### [Текст страницы]
====================
По С.Н. Бройтману, в шекспировской трагедии прослеживаются зачатки
сюжета новой эпохи — индивидуального творчества: герой борется не с собой, не с
другими, а с текстом — с формой, с готовым сюжетом, но не способен
противостоять ему [Бройтман, 2004: 214]. Показатель
борьбы — саморефлексия, но иного порядка. Именно она
появляется в «Диалоге»: герой обретает самосознание, а текст (готовая структура
плача) рушится на глазах за счёт слова «другого», ибо эта форма слаба,
ненадёжна, иллюзорна, лжива, задача же иная — освободиться от клише, так как
клишированная модель вуалирует истинную боль. В данном случае этой болью
становится осознание лирическим персонажем всей вины перед усопшей. Ни на содержательном, ни на формальном уровнях невозможен ритуал,
освобождающий душу от оков греха.
Также можно говорить и
об особенностях двуединства «Я–Другой»,
о котором говорил С.Н. Бройтман [Бройтман,
2004: 253]. Изначально это единство распадается: вырисовывается новый образ —
образ «совести», слитый с образом Офелии, обладающий своим словом и разрушающий
внутреннюю меру стихотворения. Возникает чисто диалоговое слово, создающееся за
счёт реплик aparté,
коротких замыканий, врывающихся в текст, затыкая иллюзорную речь заглавного
персонажа, инициируя диалог в его голове. Однако в конце стихотворения двуединство восстанавливается: слово «другого» больше не
выражено материально, а персонаж сам обрывает свою клишированную речь (образ
совести сливается с главным персонажем). Посредством восстановления данного
единства разрушается мера драматического отрывка: персонаж остаётся наедине со
своей рефлексией. А вот мера плача рушится сама собой, клишированные
высказывания обрываются сначала словом «другого», а затем ревизионистским
вопросом от самого персонажа. Всё же необходимо отметить, что и плач, и
драматический отрывок являются первичными жанровыми моделями в этом
тексте.
====================
### [Извлечённые данные]
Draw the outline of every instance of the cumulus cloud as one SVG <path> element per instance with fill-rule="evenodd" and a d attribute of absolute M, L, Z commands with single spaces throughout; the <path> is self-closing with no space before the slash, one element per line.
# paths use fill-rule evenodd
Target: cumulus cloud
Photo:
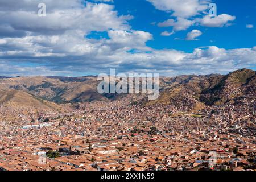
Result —
<path fill-rule="evenodd" d="M 205 16 L 200 20 L 201 25 L 208 27 L 223 27 L 224 26 L 229 26 L 230 22 L 234 21 L 236 16 L 231 16 L 226 14 L 222 14 L 215 17 Z"/>
<path fill-rule="evenodd" d="M 163 32 L 161 33 L 161 35 L 162 35 L 162 36 L 168 36 L 172 35 L 174 34 L 174 31 L 172 31 L 172 32 L 168 32 L 168 31 L 164 31 L 164 32 Z"/>
<path fill-rule="evenodd" d="M 223 14 L 210 17 L 207 14 L 211 0 L 147 0 L 156 9 L 170 13 L 174 18 L 158 23 L 160 27 L 173 27 L 174 31 L 186 30 L 192 26 L 222 27 L 230 25 L 236 16 Z"/>
<path fill-rule="evenodd" d="M 207 1 L 199 0 L 147 0 L 151 2 L 156 9 L 171 11 L 172 15 L 176 17 L 188 18 L 193 16 L 200 12 L 206 10 L 208 5 Z M 209 2 L 209 1 L 208 1 Z"/>
<path fill-rule="evenodd" d="M 246 28 L 253 28 L 253 27 L 254 27 L 253 24 L 246 24 Z"/>
<path fill-rule="evenodd" d="M 132 16 L 119 15 L 112 5 L 88 2 L 84 7 L 78 0 L 44 0 L 47 16 L 38 17 L 39 2 L 0 1 L 0 75 L 81 76 L 108 73 L 113 68 L 118 72 L 172 76 L 225 73 L 256 63 L 255 47 L 226 50 L 212 46 L 192 53 L 155 49 L 147 46 L 152 35 L 133 30 L 129 24 Z M 158 8 L 178 16 L 159 26 L 173 26 L 176 31 L 195 23 L 189 17 L 203 9 L 197 1 L 191 1 L 195 5 L 192 7 L 186 6 L 188 13 L 184 7 L 163 6 L 158 2 L 154 1 Z M 180 5 L 180 1 L 172 2 Z M 92 31 L 106 36 L 89 38 Z M 166 31 L 162 35 L 174 32 Z M 200 34 L 191 33 L 188 38 L 191 40 Z"/>
<path fill-rule="evenodd" d="M 185 30 L 194 23 L 194 21 L 179 17 L 176 21 L 173 19 L 169 19 L 165 22 L 158 23 L 158 26 L 160 27 L 173 27 L 174 31 L 178 31 Z"/>
<path fill-rule="evenodd" d="M 193 30 L 190 32 L 188 32 L 187 34 L 187 40 L 197 40 L 197 38 L 201 36 L 202 35 L 202 32 L 198 30 Z"/>

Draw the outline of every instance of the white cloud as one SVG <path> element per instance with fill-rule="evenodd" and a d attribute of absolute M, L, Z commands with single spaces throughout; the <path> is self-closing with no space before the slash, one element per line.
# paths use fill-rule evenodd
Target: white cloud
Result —
<path fill-rule="evenodd" d="M 168 31 L 164 31 L 164 32 L 163 32 L 161 33 L 161 35 L 162 35 L 162 36 L 169 36 L 172 35 L 174 34 L 174 31 L 172 31 L 172 32 L 168 32 Z"/>
<path fill-rule="evenodd" d="M 147 1 L 151 2 L 156 9 L 170 13 L 174 17 L 158 23 L 158 26 L 161 27 L 174 27 L 175 31 L 186 30 L 194 25 L 222 27 L 230 25 L 230 22 L 236 19 L 235 16 L 226 14 L 213 18 L 209 16 L 208 11 L 211 0 Z"/>
<path fill-rule="evenodd" d="M 207 1 L 199 0 L 147 0 L 156 9 L 172 11 L 172 15 L 184 18 L 193 16 L 206 10 Z M 209 1 L 208 1 L 209 2 Z"/>
<path fill-rule="evenodd" d="M 128 24 L 131 16 L 118 15 L 113 5 L 88 3 L 84 7 L 79 1 L 44 0 L 47 16 L 39 18 L 38 2 L 0 1 L 0 75 L 76 76 L 108 72 L 115 68 L 119 72 L 149 71 L 171 76 L 225 73 L 256 64 L 255 47 L 226 50 L 212 46 L 196 49 L 192 53 L 148 47 L 146 43 L 152 35 L 132 30 Z M 171 2 L 180 5 L 177 0 Z M 179 15 L 175 20 L 159 23 L 174 26 L 176 31 L 192 26 L 196 20 L 188 16 L 200 12 L 199 7 L 196 8 L 198 11 L 187 7 L 190 13 L 185 13 L 184 7 L 159 7 Z M 87 35 L 92 31 L 104 32 L 106 36 L 89 39 Z M 195 35 L 190 37 L 196 38 Z"/>
<path fill-rule="evenodd" d="M 253 24 L 246 24 L 247 28 L 253 28 L 254 27 Z"/>
<path fill-rule="evenodd" d="M 187 40 L 197 40 L 197 38 L 201 36 L 202 35 L 202 32 L 198 30 L 193 30 L 190 32 L 188 32 L 187 34 Z"/>
<path fill-rule="evenodd" d="M 230 22 L 234 21 L 236 16 L 231 16 L 226 14 L 222 14 L 215 17 L 205 16 L 203 19 L 199 19 L 201 26 L 208 27 L 222 27 L 228 26 Z"/>

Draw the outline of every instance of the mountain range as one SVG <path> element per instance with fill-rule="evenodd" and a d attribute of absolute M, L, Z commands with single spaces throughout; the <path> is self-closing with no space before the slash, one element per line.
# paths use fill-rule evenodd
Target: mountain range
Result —
<path fill-rule="evenodd" d="M 241 96 L 255 96 L 256 92 L 255 71 L 248 69 L 237 70 L 226 75 L 183 75 L 159 79 L 159 98 L 148 101 L 145 97 L 139 100 L 139 104 L 170 104 L 199 110 L 206 105 L 232 102 Z M 99 82 L 97 77 L 91 76 L 0 77 L 0 104 L 57 110 L 65 103 L 119 98 L 118 94 L 98 93 L 97 88 Z"/>

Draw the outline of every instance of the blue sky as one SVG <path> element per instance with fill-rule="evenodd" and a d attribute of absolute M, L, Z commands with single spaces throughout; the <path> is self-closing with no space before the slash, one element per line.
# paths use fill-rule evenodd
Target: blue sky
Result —
<path fill-rule="evenodd" d="M 256 2 L 0 1 L 0 75 L 226 73 L 255 69 Z M 209 16 L 210 3 L 217 16 Z"/>

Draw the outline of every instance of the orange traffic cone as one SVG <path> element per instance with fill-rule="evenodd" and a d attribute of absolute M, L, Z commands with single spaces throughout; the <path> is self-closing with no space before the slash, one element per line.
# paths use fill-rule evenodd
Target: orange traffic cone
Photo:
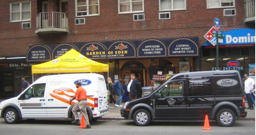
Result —
<path fill-rule="evenodd" d="M 82 115 L 82 118 L 81 118 L 81 124 L 80 124 L 80 126 L 79 128 L 84 128 L 86 127 L 85 123 L 85 121 L 84 120 L 84 116 Z"/>
<path fill-rule="evenodd" d="M 211 130 L 212 128 L 210 127 L 209 124 L 209 120 L 208 119 L 208 115 L 205 115 L 205 119 L 204 120 L 204 125 L 203 127 L 203 129 L 205 130 Z"/>

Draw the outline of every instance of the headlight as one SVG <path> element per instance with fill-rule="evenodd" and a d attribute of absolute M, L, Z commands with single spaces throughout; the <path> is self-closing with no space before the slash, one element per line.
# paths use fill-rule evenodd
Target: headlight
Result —
<path fill-rule="evenodd" d="M 129 103 L 129 102 L 125 102 L 125 104 L 124 104 L 124 108 L 126 108 L 126 106 L 127 105 L 127 104 L 128 104 L 128 103 Z"/>

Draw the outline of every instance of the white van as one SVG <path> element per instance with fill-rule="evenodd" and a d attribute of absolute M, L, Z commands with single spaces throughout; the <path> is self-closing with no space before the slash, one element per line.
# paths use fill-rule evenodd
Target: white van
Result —
<path fill-rule="evenodd" d="M 70 119 L 77 100 L 70 104 L 76 90 L 76 83 L 82 83 L 86 90 L 87 113 L 96 120 L 109 112 L 106 82 L 103 76 L 93 73 L 50 75 L 35 81 L 18 96 L 0 104 L 0 116 L 8 123 L 22 118 Z M 80 117 L 81 113 L 78 112 Z"/>

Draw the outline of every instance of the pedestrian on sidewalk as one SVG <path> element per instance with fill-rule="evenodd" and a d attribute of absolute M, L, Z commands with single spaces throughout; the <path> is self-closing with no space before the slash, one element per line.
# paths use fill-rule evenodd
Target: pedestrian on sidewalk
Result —
<path fill-rule="evenodd" d="M 134 74 L 131 74 L 131 80 L 128 84 L 127 91 L 130 100 L 137 98 L 138 91 L 141 86 L 141 84 L 138 80 L 135 78 Z"/>
<path fill-rule="evenodd" d="M 116 101 L 115 99 L 114 95 L 114 88 L 113 88 L 113 85 L 112 84 L 112 80 L 111 78 L 109 77 L 108 78 L 108 86 L 109 86 L 109 91 L 110 93 L 110 95 L 109 95 L 109 103 L 110 104 L 112 103 L 112 102 L 114 102 L 114 104 L 116 104 Z"/>
<path fill-rule="evenodd" d="M 88 117 L 88 114 L 86 110 L 86 106 L 87 106 L 87 96 L 86 95 L 86 91 L 83 87 L 82 87 L 82 84 L 81 82 L 77 82 L 76 84 L 76 87 L 77 88 L 76 92 L 75 94 L 75 96 L 70 100 L 70 104 L 71 104 L 71 102 L 74 100 L 77 97 L 78 103 L 72 109 L 72 112 L 73 115 L 75 116 L 75 120 L 72 121 L 71 123 L 77 125 L 79 125 L 79 118 L 77 115 L 77 112 L 80 111 L 82 114 L 84 116 L 84 120 L 86 124 L 86 126 L 84 127 L 84 129 L 91 128 L 91 126 L 90 125 L 89 122 L 89 118 Z"/>
<path fill-rule="evenodd" d="M 119 77 L 118 78 L 118 80 L 115 82 L 113 84 L 113 86 L 115 90 L 115 93 L 117 95 L 117 101 L 115 104 L 115 106 L 116 107 L 123 107 L 123 106 L 121 105 L 121 102 L 122 102 L 122 97 L 123 93 L 124 91 L 123 90 L 123 88 L 122 85 L 122 77 Z"/>
<path fill-rule="evenodd" d="M 252 104 L 252 100 L 254 99 L 251 98 L 250 92 L 252 91 L 254 89 L 253 85 L 255 84 L 254 80 L 249 77 L 248 74 L 245 74 L 244 76 L 245 80 L 244 81 L 244 92 L 245 92 L 245 96 L 247 100 L 248 103 L 248 108 L 246 109 L 250 109 L 253 110 L 253 105 Z"/>

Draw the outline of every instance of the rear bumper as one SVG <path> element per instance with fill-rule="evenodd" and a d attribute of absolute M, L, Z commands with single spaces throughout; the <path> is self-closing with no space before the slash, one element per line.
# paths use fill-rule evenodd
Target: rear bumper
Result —
<path fill-rule="evenodd" d="M 93 117 L 99 117 L 102 116 L 104 115 L 106 115 L 109 112 L 109 109 L 106 109 L 104 110 L 100 111 L 99 112 L 92 112 Z"/>
<path fill-rule="evenodd" d="M 124 117 L 126 119 L 127 119 L 129 118 L 129 113 L 130 113 L 130 109 L 128 110 L 129 111 L 127 110 L 126 108 L 122 108 L 120 110 L 120 113 L 121 113 L 121 116 Z"/>

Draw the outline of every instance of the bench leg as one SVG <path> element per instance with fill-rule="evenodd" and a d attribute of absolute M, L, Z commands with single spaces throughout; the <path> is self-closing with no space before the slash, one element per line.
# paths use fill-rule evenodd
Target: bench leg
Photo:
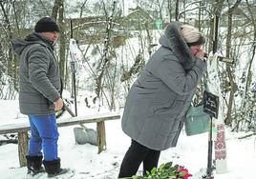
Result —
<path fill-rule="evenodd" d="M 107 148 L 104 121 L 96 123 L 96 131 L 97 131 L 97 144 L 98 144 L 97 153 L 100 153 L 101 151 L 105 150 Z"/>
<path fill-rule="evenodd" d="M 18 132 L 18 152 L 20 167 L 27 166 L 26 155 L 29 149 L 29 136 L 27 131 Z"/>

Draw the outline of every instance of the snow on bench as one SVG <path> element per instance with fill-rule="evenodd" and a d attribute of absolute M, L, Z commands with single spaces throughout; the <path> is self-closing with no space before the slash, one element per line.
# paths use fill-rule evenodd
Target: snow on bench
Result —
<path fill-rule="evenodd" d="M 104 121 L 119 119 L 119 112 L 98 113 L 86 116 L 76 116 L 70 118 L 57 119 L 58 127 L 67 127 L 73 125 L 83 125 L 88 123 L 96 123 L 97 141 L 98 141 L 98 153 L 106 149 L 106 135 L 105 135 L 105 123 Z M 18 132 L 18 152 L 19 163 L 21 167 L 27 166 L 26 154 L 28 151 L 29 137 L 28 131 L 30 130 L 29 120 L 22 123 L 13 123 L 0 125 L 0 134 Z"/>

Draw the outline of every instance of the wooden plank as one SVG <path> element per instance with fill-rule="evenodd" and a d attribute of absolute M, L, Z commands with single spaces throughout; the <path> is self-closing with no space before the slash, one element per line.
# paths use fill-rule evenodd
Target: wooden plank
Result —
<path fill-rule="evenodd" d="M 100 153 L 101 151 L 107 149 L 104 121 L 96 123 L 96 131 L 97 131 L 97 144 L 98 144 L 97 153 Z"/>
<path fill-rule="evenodd" d="M 72 125 L 79 125 L 86 123 L 96 123 L 100 121 L 108 121 L 119 119 L 119 112 L 108 112 L 108 113 L 99 113 L 86 116 L 77 116 L 77 117 L 70 117 L 65 119 L 58 119 L 57 126 L 58 127 L 67 127 Z M 28 131 L 30 130 L 30 123 L 29 120 L 23 123 L 15 123 L 15 124 L 8 124 L 0 126 L 0 134 L 6 133 L 14 133 L 19 131 Z"/>

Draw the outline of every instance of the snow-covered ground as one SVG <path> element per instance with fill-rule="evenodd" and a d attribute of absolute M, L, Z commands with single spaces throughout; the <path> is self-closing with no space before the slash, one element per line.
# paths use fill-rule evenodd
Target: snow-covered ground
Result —
<path fill-rule="evenodd" d="M 27 120 L 18 109 L 17 101 L 0 100 L 0 123 L 13 123 Z M 79 104 L 78 114 L 92 114 L 94 109 Z M 65 113 L 62 117 L 70 117 Z M 17 119 L 18 118 L 18 119 Z M 21 118 L 21 119 L 20 119 Z M 59 157 L 63 168 L 75 169 L 72 178 L 117 178 L 121 160 L 130 145 L 130 138 L 121 130 L 120 120 L 107 121 L 106 137 L 107 149 L 97 154 L 97 147 L 89 144 L 77 145 L 75 142 L 72 126 L 59 128 Z M 96 129 L 96 124 L 86 125 Z M 227 168 L 224 174 L 215 174 L 215 179 L 252 179 L 256 161 L 256 137 L 251 136 L 243 140 L 238 139 L 245 133 L 233 133 L 226 129 Z M 199 179 L 200 171 L 207 166 L 207 133 L 186 136 L 182 131 L 177 148 L 161 152 L 160 164 L 172 161 L 182 165 L 193 174 L 192 179 Z M 16 144 L 0 146 L 0 178 L 26 178 L 26 168 L 19 168 L 18 148 Z M 140 168 L 139 170 L 142 169 Z M 45 175 L 46 176 L 46 175 Z"/>

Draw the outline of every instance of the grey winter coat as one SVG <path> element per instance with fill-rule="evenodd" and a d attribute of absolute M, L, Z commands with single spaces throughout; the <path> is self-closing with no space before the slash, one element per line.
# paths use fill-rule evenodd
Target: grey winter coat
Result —
<path fill-rule="evenodd" d="M 133 84 L 124 108 L 122 129 L 139 144 L 157 150 L 177 145 L 184 115 L 206 64 L 194 57 L 181 36 L 180 25 L 169 24 Z"/>
<path fill-rule="evenodd" d="M 33 32 L 11 41 L 20 56 L 19 106 L 24 114 L 54 113 L 60 97 L 60 72 L 51 41 Z"/>

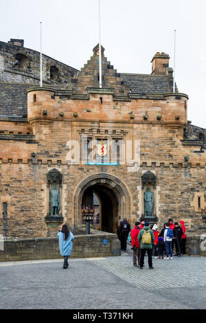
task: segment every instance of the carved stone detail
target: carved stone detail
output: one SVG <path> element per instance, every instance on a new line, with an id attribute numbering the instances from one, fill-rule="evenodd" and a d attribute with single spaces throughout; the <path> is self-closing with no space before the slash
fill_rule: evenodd
<path id="1" fill-rule="evenodd" d="M 62 174 L 56 168 L 52 169 L 47 175 L 47 187 L 49 186 L 49 184 L 58 183 L 61 188 L 62 184 Z"/>
<path id="2" fill-rule="evenodd" d="M 153 172 L 150 172 L 150 170 L 146 172 L 141 176 L 141 185 L 143 187 L 149 184 L 152 184 L 154 187 L 155 187 L 157 177 L 154 175 L 154 174 L 153 174 Z"/>

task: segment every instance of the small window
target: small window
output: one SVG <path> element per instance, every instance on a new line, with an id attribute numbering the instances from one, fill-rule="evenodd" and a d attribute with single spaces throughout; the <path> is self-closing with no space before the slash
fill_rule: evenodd
<path id="1" fill-rule="evenodd" d="M 56 66 L 51 66 L 50 67 L 50 80 L 54 82 L 59 82 L 60 72 Z"/>
<path id="2" fill-rule="evenodd" d="M 7 214 L 7 202 L 3 203 L 3 213 L 4 215 Z"/>
<path id="3" fill-rule="evenodd" d="M 201 197 L 198 197 L 198 208 L 200 209 L 201 207 Z"/>

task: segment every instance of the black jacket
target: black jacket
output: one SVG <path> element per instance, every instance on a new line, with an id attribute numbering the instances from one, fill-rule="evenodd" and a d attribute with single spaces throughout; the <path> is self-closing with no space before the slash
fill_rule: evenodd
<path id="1" fill-rule="evenodd" d="M 178 227 L 174 227 L 172 231 L 174 234 L 174 238 L 176 238 L 179 241 L 181 241 L 181 236 L 183 234 L 183 230 L 182 227 L 181 227 L 179 225 Z"/>
<path id="2" fill-rule="evenodd" d="M 120 224 L 120 232 L 122 234 L 126 232 L 127 234 L 130 233 L 131 230 L 130 225 L 127 221 L 124 221 Z"/>

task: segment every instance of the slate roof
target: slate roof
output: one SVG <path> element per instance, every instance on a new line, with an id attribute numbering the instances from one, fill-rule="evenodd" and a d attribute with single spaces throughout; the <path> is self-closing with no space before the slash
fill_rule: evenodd
<path id="1" fill-rule="evenodd" d="M 173 92 L 172 81 L 168 76 L 150 74 L 120 74 L 121 78 L 130 87 L 132 93 L 164 94 Z"/>

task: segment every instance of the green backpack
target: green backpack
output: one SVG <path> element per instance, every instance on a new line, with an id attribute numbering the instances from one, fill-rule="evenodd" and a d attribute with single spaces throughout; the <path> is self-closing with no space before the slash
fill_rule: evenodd
<path id="1" fill-rule="evenodd" d="M 142 236 L 142 243 L 145 245 L 150 245 L 152 241 L 151 234 L 150 234 L 150 230 L 145 231 L 143 230 L 144 233 Z"/>

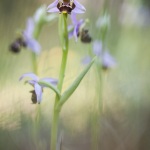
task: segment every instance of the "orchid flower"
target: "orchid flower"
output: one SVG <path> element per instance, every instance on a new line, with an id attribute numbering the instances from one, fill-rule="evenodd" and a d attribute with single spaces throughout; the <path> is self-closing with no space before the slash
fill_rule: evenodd
<path id="1" fill-rule="evenodd" d="M 69 38 L 75 37 L 75 41 L 77 42 L 79 32 L 81 30 L 82 25 L 85 23 L 83 19 L 79 21 L 76 19 L 76 14 L 71 14 L 72 25 L 68 26 Z"/>
<path id="2" fill-rule="evenodd" d="M 77 0 L 55 0 L 47 7 L 47 12 L 59 12 L 59 13 L 77 13 L 81 14 L 85 12 L 85 7 L 81 5 Z"/>
<path id="3" fill-rule="evenodd" d="M 25 77 L 31 78 L 31 80 L 27 80 L 27 82 L 34 87 L 36 98 L 37 98 L 37 103 L 40 103 L 42 100 L 42 93 L 43 93 L 43 88 L 44 88 L 44 86 L 40 85 L 38 82 L 44 81 L 47 83 L 51 83 L 53 85 L 56 85 L 58 82 L 57 79 L 54 79 L 54 78 L 41 78 L 41 79 L 39 79 L 39 77 L 37 75 L 35 75 L 34 73 L 23 74 L 19 78 L 19 81 Z"/>

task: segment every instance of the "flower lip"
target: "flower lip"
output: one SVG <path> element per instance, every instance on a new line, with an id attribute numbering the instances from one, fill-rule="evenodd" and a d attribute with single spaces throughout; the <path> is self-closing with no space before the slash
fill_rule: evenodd
<path id="1" fill-rule="evenodd" d="M 84 13 L 85 8 L 77 0 L 55 0 L 47 7 L 47 12 L 60 12 L 60 13 Z"/>
<path id="2" fill-rule="evenodd" d="M 67 13 L 67 14 L 71 14 L 71 11 L 75 8 L 75 4 L 74 3 L 61 3 L 59 2 L 57 4 L 57 8 L 59 9 L 59 11 L 61 13 Z"/>

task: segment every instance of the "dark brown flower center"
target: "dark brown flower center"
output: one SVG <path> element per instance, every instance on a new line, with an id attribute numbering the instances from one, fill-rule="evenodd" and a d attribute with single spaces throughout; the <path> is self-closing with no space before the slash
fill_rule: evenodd
<path id="1" fill-rule="evenodd" d="M 75 4 L 68 0 L 63 0 L 63 2 L 59 2 L 57 4 L 57 8 L 59 9 L 60 13 L 67 13 L 71 14 L 71 11 L 75 8 Z"/>

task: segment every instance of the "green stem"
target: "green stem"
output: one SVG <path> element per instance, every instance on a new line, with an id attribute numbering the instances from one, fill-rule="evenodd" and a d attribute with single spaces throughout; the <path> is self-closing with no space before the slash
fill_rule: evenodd
<path id="1" fill-rule="evenodd" d="M 60 14 L 59 18 L 59 35 L 61 39 L 62 44 L 62 61 L 61 61 L 61 68 L 59 73 L 59 82 L 58 82 L 58 89 L 61 92 L 63 87 L 63 81 L 65 77 L 65 71 L 66 71 L 66 64 L 67 64 L 67 56 L 68 56 L 68 30 L 67 30 L 67 14 L 62 13 Z M 51 145 L 50 150 L 56 150 L 56 144 L 57 144 L 57 132 L 58 132 L 58 120 L 59 120 L 59 113 L 61 111 L 60 109 L 57 109 L 56 106 L 60 100 L 60 97 L 56 95 L 55 98 L 55 104 L 54 104 L 54 111 L 53 111 L 53 119 L 52 119 L 52 127 L 51 127 Z"/>

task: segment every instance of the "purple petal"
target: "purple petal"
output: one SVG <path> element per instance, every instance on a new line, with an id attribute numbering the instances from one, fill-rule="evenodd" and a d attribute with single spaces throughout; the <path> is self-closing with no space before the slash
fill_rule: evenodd
<path id="1" fill-rule="evenodd" d="M 39 80 L 38 76 L 36 76 L 34 73 L 25 73 L 25 74 L 23 74 L 23 75 L 19 78 L 19 81 L 22 80 L 22 79 L 25 78 L 25 77 L 32 78 L 32 79 L 33 79 L 34 81 L 36 81 L 36 82 Z"/>
<path id="2" fill-rule="evenodd" d="M 81 9 L 79 9 L 79 8 L 77 8 L 77 7 L 75 7 L 75 8 L 72 10 L 72 13 L 83 14 L 83 13 L 85 13 L 85 11 L 84 11 L 84 10 L 81 10 Z"/>
<path id="3" fill-rule="evenodd" d="M 37 103 L 40 103 L 42 100 L 42 87 L 38 83 L 35 83 L 34 89 L 37 97 Z"/>
<path id="4" fill-rule="evenodd" d="M 51 4 L 47 7 L 47 9 L 51 9 L 51 8 L 56 7 L 57 4 L 58 4 L 58 2 L 59 2 L 59 0 L 55 0 L 53 3 L 51 3 Z"/>
<path id="5" fill-rule="evenodd" d="M 101 41 L 95 41 L 93 43 L 93 53 L 96 56 L 100 56 L 102 54 L 102 42 Z"/>
<path id="6" fill-rule="evenodd" d="M 77 0 L 74 0 L 74 4 L 76 6 L 75 7 L 76 10 L 73 9 L 73 12 L 74 12 L 74 10 L 78 13 L 84 13 L 86 11 L 85 7 L 82 4 L 80 4 Z"/>
<path id="7" fill-rule="evenodd" d="M 37 83 L 37 81 L 29 80 L 29 81 L 28 81 L 28 83 L 34 86 L 34 85 L 35 85 L 35 83 Z"/>
<path id="8" fill-rule="evenodd" d="M 71 21 L 74 25 L 78 23 L 75 13 L 71 13 Z"/>
<path id="9" fill-rule="evenodd" d="M 91 57 L 90 56 L 85 56 L 83 59 L 82 59 L 82 64 L 84 65 L 87 65 L 91 62 Z"/>
<path id="10" fill-rule="evenodd" d="M 52 4 L 50 4 L 47 7 L 47 12 L 59 12 L 59 9 L 57 8 L 59 0 L 55 0 Z"/>
<path id="11" fill-rule="evenodd" d="M 54 78 L 41 78 L 40 80 L 45 81 L 47 83 L 51 83 L 53 85 L 57 85 L 57 83 L 58 83 L 58 80 L 54 79 Z"/>
<path id="12" fill-rule="evenodd" d="M 47 12 L 57 13 L 59 12 L 59 9 L 57 7 L 49 9 Z"/>
<path id="13" fill-rule="evenodd" d="M 34 31 L 34 21 L 32 18 L 28 18 L 26 23 L 26 29 L 24 30 L 23 34 L 25 34 L 25 36 L 32 37 L 33 31 Z"/>
<path id="14" fill-rule="evenodd" d="M 41 52 L 41 45 L 33 38 L 25 38 L 27 47 L 37 55 Z"/>
<path id="15" fill-rule="evenodd" d="M 69 37 L 69 39 L 73 37 L 73 30 L 74 30 L 73 28 L 74 28 L 73 25 L 68 26 L 68 37 Z"/>
<path id="16" fill-rule="evenodd" d="M 74 30 L 73 30 L 73 35 L 74 35 L 74 37 L 75 37 L 75 41 L 77 42 L 77 40 L 78 40 L 78 36 L 77 36 L 77 34 L 78 34 L 78 26 L 76 25 L 75 27 L 74 27 Z"/>
<path id="17" fill-rule="evenodd" d="M 70 32 L 68 33 L 68 37 L 69 37 L 69 39 L 71 39 L 71 38 L 73 37 L 73 31 L 70 31 Z"/>

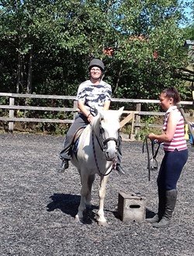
====================
### [Задание]
С каким образом, согласно тексту страницы, слит новый образ «совести»? Строки — самостоятельный материал, не относящийся к тексту страницы.

### [Ответ к заданию]
С образом Офелии.